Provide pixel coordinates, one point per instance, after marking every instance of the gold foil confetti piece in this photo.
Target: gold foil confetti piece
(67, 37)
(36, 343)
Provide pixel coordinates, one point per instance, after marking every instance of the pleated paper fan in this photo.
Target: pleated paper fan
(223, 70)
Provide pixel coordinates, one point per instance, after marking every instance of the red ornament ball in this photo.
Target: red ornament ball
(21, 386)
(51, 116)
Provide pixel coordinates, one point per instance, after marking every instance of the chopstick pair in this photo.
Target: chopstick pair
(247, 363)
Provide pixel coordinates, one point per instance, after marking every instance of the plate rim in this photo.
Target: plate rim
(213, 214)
########################################
» What you have to do:
Copy out the material above in full so that every line matches the original.

» Solution below:
Provide pixel coordinates, one point per instance, after marking every instance of the gold foil confetti piece in this photo.
Target: gold foil confetti piece
(67, 37)
(36, 343)
Provide pixel coordinates, one point per instance, after marking every instance of the pleated paper fan in this photo.
Target: pleated paper fan
(223, 70)
Provide pixel coordinates, one point per instance, after marking every instance of the red ornament ball in this photo.
Target: red ornament ball
(21, 386)
(51, 116)
Provide pixel coordinates, one point per instance, after marking every instance of the chopstick pair in this photo.
Target: chopstick pair
(247, 363)
Provide pixel coordinates, one point per instance, after marking every instance of the plate rim in this photo.
Target: plate rim
(213, 214)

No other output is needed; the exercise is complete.